- **Text shown**
-*-
BELARUS NEWS AND ANALYSIS

DATE:

06/03/2007

Russian Reporter Probed Iran Arms Sales Before Death

By Michael Heath and Henry Meyer

March 6 (Bloomberg) -- Russian reporter Ivan Safronov was investigating state plans to sell advanced weapons to Iran and Syria when he fell to his death from a window in his Moscow apartment building March 2, his newspaper Kommersant said.

Safronov, a 51-year-old former colonel in the military, met with unidentified people at an international arms show in the United Arab Emirates last month and confirmed Russian plans to sell fighter jets and missile systems via neighboring Belarus to avoid being accused by the U.S. of arming rogue nations, Kommersant editors said in today's edition.

Kommersant's deputy editor, Ilya Bulavinov, said Safronov was unable to write the story when he returned to Moscow Feb. 24 because of severe stomach pain. On Feb. 27, he attended a news conference by the head of the Federal Service of Military and Technical Cooperation, Mikhail Dmitriev, who announced that Russian arms exports in 2006 rose to a record $6.5 billion.

The Russian Defense Ministry referred all questions on the arms sales to Rosboronexport, the state arms exporter. Alexander Uzhanov, a spokesman for Rosoboronexport, which Kommersant didn't mention by name, declined to comment on the report. The U.S. imposed sanctions on Rosoboronexport twice last year, accusing the agency of breaking U.S. laws on trading with Iran.
-*-
- **Given information**
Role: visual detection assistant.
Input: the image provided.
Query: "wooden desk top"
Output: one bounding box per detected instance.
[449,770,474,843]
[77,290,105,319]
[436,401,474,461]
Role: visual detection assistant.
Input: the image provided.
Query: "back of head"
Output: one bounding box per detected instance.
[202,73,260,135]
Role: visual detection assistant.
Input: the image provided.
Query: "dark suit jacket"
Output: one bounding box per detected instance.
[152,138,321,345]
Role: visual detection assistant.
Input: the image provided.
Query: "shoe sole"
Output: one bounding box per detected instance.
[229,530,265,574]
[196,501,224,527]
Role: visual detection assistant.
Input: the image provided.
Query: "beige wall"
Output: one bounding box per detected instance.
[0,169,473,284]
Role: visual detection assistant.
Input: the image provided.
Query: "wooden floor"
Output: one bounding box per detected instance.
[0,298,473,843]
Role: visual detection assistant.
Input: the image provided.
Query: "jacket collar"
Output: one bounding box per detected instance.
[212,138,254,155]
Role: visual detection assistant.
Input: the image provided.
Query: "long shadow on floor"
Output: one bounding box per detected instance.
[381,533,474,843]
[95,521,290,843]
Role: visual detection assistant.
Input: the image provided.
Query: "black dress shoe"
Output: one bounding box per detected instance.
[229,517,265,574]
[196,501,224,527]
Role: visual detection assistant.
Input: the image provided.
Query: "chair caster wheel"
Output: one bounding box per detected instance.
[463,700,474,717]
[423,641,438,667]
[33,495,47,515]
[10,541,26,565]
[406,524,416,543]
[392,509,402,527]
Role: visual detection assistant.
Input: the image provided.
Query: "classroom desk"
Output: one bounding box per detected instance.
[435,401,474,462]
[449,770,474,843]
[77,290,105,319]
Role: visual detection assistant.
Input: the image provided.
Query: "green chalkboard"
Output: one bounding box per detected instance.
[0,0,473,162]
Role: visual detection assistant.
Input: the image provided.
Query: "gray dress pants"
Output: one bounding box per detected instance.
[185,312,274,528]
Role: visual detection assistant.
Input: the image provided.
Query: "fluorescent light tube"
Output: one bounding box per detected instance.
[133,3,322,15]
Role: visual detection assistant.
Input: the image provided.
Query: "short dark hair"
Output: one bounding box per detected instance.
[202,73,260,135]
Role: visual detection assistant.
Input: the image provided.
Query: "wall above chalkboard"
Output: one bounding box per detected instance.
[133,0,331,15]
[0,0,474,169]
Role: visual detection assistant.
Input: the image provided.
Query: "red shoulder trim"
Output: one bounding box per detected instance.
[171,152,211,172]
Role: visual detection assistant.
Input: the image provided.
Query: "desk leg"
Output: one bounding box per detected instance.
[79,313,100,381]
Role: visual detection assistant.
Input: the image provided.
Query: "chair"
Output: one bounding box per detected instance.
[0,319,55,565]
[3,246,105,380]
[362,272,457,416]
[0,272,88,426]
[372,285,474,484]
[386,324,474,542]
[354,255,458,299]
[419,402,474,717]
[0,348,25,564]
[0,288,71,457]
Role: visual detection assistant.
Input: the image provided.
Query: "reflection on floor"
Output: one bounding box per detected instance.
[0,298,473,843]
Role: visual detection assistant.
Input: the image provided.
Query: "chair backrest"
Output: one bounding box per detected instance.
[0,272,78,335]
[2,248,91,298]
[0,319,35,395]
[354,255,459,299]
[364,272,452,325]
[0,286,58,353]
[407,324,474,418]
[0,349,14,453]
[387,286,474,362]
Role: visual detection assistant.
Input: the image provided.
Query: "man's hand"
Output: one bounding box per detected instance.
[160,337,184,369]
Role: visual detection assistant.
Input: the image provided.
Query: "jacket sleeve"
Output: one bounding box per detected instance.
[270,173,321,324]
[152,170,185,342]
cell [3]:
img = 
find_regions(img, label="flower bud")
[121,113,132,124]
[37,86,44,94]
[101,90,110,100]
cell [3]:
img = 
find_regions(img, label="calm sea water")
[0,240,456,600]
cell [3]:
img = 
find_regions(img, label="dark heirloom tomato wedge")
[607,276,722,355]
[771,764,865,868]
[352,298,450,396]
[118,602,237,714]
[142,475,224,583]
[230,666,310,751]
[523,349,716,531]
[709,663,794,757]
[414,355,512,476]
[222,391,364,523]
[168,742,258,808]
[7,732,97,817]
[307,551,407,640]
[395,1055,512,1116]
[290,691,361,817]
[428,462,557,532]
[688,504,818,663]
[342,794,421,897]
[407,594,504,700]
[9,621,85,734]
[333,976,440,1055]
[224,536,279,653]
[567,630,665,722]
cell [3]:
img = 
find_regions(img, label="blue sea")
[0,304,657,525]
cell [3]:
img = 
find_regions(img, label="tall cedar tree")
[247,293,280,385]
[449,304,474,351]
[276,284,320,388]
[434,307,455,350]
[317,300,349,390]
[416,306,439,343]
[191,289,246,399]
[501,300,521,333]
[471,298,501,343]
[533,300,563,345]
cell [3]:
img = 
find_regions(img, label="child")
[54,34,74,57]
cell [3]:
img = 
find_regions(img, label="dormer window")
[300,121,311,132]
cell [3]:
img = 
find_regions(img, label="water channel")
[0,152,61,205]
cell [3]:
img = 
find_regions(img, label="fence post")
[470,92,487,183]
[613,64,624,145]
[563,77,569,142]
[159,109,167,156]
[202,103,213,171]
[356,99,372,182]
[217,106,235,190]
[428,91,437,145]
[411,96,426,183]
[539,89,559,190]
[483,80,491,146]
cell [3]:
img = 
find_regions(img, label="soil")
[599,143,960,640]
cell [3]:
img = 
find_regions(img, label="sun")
-*-
- **Stated problem A**
Rewrite the Safronov article from "Kommersant's deputy editor, Ilya" up to and including "record $6.5 billion.", with "severe stomach pain" changed to "a high fever".
- **Stated problem B**
Write the next part of the Safronov article, starting after its final sentence.

- **Final result A**
Kommersant's deputy editor, Ilya Bulavinov, said Safronov was unable to write the story when he returned to Moscow Feb. 24 because of a high fever. On Feb. 27, he attended a news conference by the head of the Federal Service of Military and Technical Cooperation, Mikhail Dmitriev, who announced that Russian arms exports in 2006 rose to a record $6.5 billion.

- **Final result B**
After Dmitriev's press conference, Safronov returned home and called his editors to say he was still ill and would dictate his story on the planned sale of S-300V anti-aircraft missile systems to Iran and Su-30 fighter jets to Syria by telephone. He never rang back, according to Kommersant.

`Incitement'

Three days later, he fell from a window in the stairwell between the fourth and fifth stories of his building. Authorities initially treated the death as a suicide, though yesterday the Prosecutor General's Office said it was investigating possible ``incitement to suicide.''

``Too many critical journalists have died in the line of duty in Russia,'' said Joel Simon, executive director of the New York-based Committee to Protect Journalists. ``Given this terrible record, Safronov's sensitive beat, and the questions surrounding his death, we call on Moscow authorities to thoroughly investigate every lead, including foul play,'' Simon said on the committee's Web site.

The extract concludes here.